• TASK: Rewrite the neurofibromatosis text from "Schwannomatosis is the" up to and including "NF-2) are evident.", substituting "numerous" for "multiple".

• SELECTED TEXT:
Here are some information's about neurofibromatosis. Hope it can help you to understand about neurofibromatosis.
Neurofibromatosis is complicated. It comes in many form and effect individuals differently. Yet, it is the most common disorder currently classified as a "rare disease".
Neurofibromatosis are classified as follows:
Neurofibromatosis type 1 (NF-1)
Neurofibromatosis type 1 (NF-1), formerly called von Recklinghausen's Disease or peripheral neurofibromatosis, is thought to occur in 1 of 2,500 births. The gene for NF-1 is on chromosome 17. NF-1 can be characterised by:
· Tumours of varying sizes on or under the skin
· Lisch nodules on the iris of the eyes
· Freckling in the underarm or groin area
· Possible learning disabilities
· Possible bone deformities, including scoliosis
· Possible optic glioma
· Possible family history of NF
· Symptoms sometimes present at birth
Neurofibromatosis type 2 (NF-2 or bilateral acoustic NF) Is estimated to occur in 1 of 30,000 births. The gene for NF-2 is on chromosome 22. NF-2 can be characterised by:
· vestibular schwannomas on both hearing nerves, often resulting in hearing loss and/or balance problems· cataracts or other visual problems at an early age
· symptoms can appear as early as 2 years, but usually during or after puberty
· other tumours of the central nervous system including the brain and spinal cord tumours of the skin.
Schwannomatosis is the most recently recognised form of neurofibromatosis. It causes multiple schwannomas (nerve sheath tumours) to form on the central nervous system and chronic pan. No tumours on the vestibular nerves (as in NF-2) are evident.
The onset of symptoms is usually at puberty or older for both males and females. The precise genetic mechanism of schwannomatosis is unknown at this time.

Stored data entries
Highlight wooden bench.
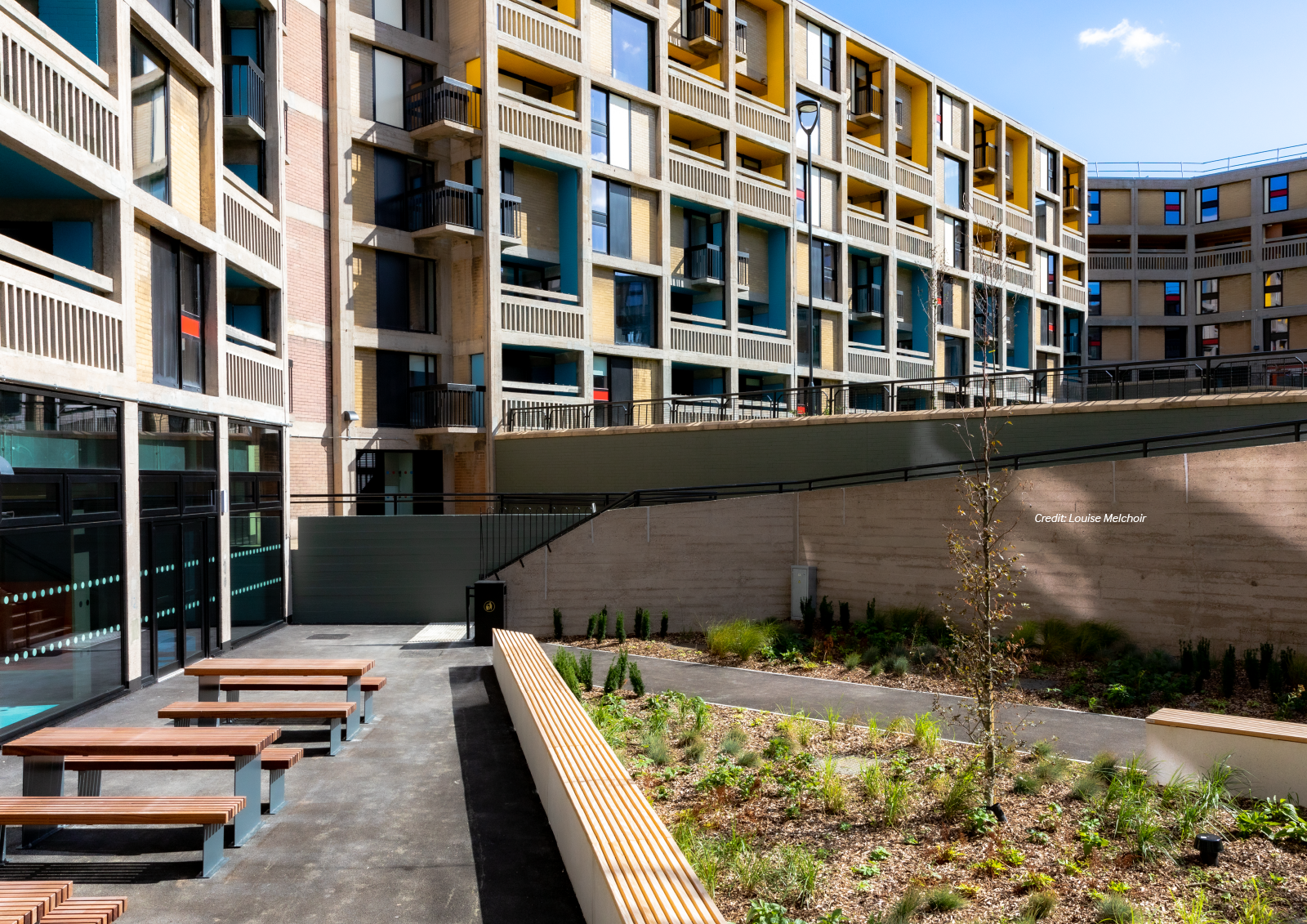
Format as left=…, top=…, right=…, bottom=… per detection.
left=159, top=702, right=358, bottom=754
left=1144, top=708, right=1307, bottom=798
left=218, top=676, right=386, bottom=725
left=0, top=796, right=244, bottom=878
left=493, top=628, right=725, bottom=924
left=64, top=748, right=305, bottom=815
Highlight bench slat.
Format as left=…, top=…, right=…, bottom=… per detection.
left=0, top=796, right=244, bottom=824
left=218, top=676, right=386, bottom=693
left=159, top=702, right=358, bottom=719
left=64, top=748, right=305, bottom=770
left=1145, top=708, right=1307, bottom=743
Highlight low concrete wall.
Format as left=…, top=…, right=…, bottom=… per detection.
left=501, top=443, right=1307, bottom=651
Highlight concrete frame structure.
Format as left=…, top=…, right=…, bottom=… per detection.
left=1089, top=158, right=1307, bottom=364
left=286, top=0, right=1087, bottom=528
left=0, top=0, right=290, bottom=700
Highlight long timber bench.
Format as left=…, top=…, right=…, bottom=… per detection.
left=218, top=674, right=386, bottom=725
left=1144, top=710, right=1307, bottom=798
left=159, top=702, right=358, bottom=754
left=493, top=628, right=725, bottom=924
left=0, top=796, right=244, bottom=878
left=64, top=748, right=305, bottom=815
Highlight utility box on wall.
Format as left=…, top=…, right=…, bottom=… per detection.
left=789, top=565, right=817, bottom=619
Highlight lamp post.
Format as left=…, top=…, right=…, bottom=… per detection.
left=796, top=100, right=821, bottom=414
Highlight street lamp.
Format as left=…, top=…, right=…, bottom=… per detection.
left=796, top=100, right=821, bottom=413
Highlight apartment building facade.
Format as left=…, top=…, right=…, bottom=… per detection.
left=0, top=0, right=290, bottom=736
left=1086, top=158, right=1307, bottom=364
left=286, top=0, right=1087, bottom=514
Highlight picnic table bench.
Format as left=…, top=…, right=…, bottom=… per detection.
left=64, top=748, right=305, bottom=815
left=159, top=702, right=358, bottom=754
left=185, top=658, right=377, bottom=741
left=0, top=800, right=245, bottom=878
left=0, top=725, right=281, bottom=856
left=218, top=677, right=386, bottom=725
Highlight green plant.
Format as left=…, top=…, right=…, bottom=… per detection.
left=926, top=886, right=967, bottom=911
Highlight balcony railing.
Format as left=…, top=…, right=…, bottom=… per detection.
left=685, top=2, right=721, bottom=44
left=222, top=55, right=266, bottom=128
left=404, top=77, right=481, bottom=132
left=409, top=384, right=486, bottom=430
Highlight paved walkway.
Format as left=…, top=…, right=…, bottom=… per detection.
left=0, top=626, right=583, bottom=924
left=546, top=645, right=1144, bottom=761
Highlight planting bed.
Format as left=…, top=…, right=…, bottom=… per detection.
left=578, top=679, right=1307, bottom=924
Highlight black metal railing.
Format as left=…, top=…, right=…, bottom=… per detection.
left=682, top=2, right=721, bottom=42
left=222, top=55, right=266, bottom=128
left=854, top=83, right=881, bottom=116
left=685, top=244, right=725, bottom=283
left=405, top=179, right=481, bottom=231
left=505, top=353, right=1307, bottom=433
left=404, top=77, right=481, bottom=132
left=409, top=383, right=486, bottom=430
left=499, top=192, right=521, bottom=238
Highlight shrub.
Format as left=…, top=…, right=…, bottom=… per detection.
left=926, top=886, right=967, bottom=911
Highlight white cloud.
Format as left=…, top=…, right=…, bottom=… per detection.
left=1080, top=20, right=1174, bottom=68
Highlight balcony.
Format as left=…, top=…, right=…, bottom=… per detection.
left=685, top=0, right=721, bottom=55
left=409, top=384, right=486, bottom=430
left=404, top=77, right=481, bottom=141
left=685, top=244, right=725, bottom=288
left=851, top=83, right=884, bottom=126
left=222, top=55, right=266, bottom=141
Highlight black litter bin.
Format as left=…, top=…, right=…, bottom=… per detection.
left=472, top=580, right=507, bottom=647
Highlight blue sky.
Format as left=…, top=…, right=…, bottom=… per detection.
left=809, top=0, right=1307, bottom=161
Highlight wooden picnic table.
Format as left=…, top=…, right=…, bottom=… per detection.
left=0, top=725, right=281, bottom=847
left=185, top=658, right=377, bottom=739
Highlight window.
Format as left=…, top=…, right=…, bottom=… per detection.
left=132, top=33, right=172, bottom=203
left=1198, top=279, right=1220, bottom=315
left=1261, top=318, right=1289, bottom=353
left=808, top=22, right=836, bottom=90
left=1261, top=270, right=1285, bottom=309
left=1162, top=283, right=1184, bottom=318
left=150, top=231, right=204, bottom=391
left=939, top=154, right=967, bottom=209
left=1039, top=302, right=1057, bottom=346
left=372, top=0, right=434, bottom=38
left=1162, top=190, right=1184, bottom=225
left=377, top=250, right=436, bottom=333
left=590, top=176, right=631, bottom=260
left=1162, top=327, right=1189, bottom=359
left=613, top=7, right=654, bottom=90
left=372, top=148, right=436, bottom=231
left=1264, top=174, right=1289, bottom=212
left=1037, top=145, right=1057, bottom=192
left=1198, top=324, right=1220, bottom=355
left=613, top=273, right=658, bottom=346
left=1198, top=185, right=1220, bottom=222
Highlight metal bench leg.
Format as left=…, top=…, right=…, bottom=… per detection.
left=200, top=824, right=225, bottom=880
left=345, top=677, right=364, bottom=741
left=77, top=770, right=105, bottom=796
left=231, top=754, right=263, bottom=847
left=268, top=770, right=286, bottom=815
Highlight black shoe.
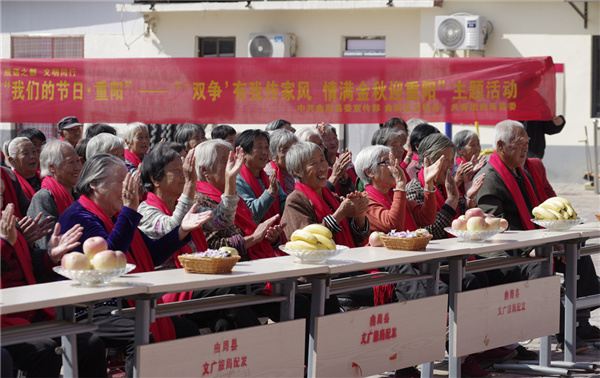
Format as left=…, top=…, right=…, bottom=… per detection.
left=576, top=323, right=600, bottom=343
left=508, top=345, right=539, bottom=361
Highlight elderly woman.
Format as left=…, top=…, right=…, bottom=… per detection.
left=4, top=137, right=42, bottom=200
left=265, top=129, right=298, bottom=194
left=452, top=130, right=486, bottom=193
left=123, top=122, right=150, bottom=173
left=235, top=129, right=287, bottom=224
left=406, top=133, right=485, bottom=239
left=282, top=142, right=369, bottom=247
left=173, top=123, right=206, bottom=152
left=27, top=140, right=81, bottom=248
left=85, top=133, right=125, bottom=162
left=194, top=139, right=282, bottom=260
left=356, top=146, right=441, bottom=233
left=317, top=123, right=358, bottom=196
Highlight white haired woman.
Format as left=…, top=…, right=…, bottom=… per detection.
left=27, top=140, right=82, bottom=248
left=85, top=133, right=125, bottom=162
left=265, top=129, right=298, bottom=194
left=355, top=146, right=441, bottom=234
left=4, top=137, right=42, bottom=200
left=123, top=122, right=150, bottom=173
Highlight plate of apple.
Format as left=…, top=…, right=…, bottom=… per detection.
left=53, top=236, right=135, bottom=286
left=444, top=207, right=508, bottom=242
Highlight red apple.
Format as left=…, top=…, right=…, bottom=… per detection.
left=60, top=252, right=92, bottom=270
left=369, top=231, right=383, bottom=247
left=465, top=207, right=485, bottom=219
left=485, top=217, right=500, bottom=230
left=92, top=249, right=117, bottom=270
left=467, top=217, right=485, bottom=231
left=83, top=236, right=108, bottom=260
left=115, top=251, right=127, bottom=268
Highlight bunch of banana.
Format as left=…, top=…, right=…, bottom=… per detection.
left=285, top=224, right=336, bottom=250
left=532, top=197, right=579, bottom=220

• RESPONSE TO THE TASK:
Schwannomatosis is the most recently recognised form of neurofibromatosis. It causes numerous schwannomas (nerve sheath tumours) to form on the central nervous system and chronic pan. No tumours on the vestibular nerves (as in NF-2) are evident.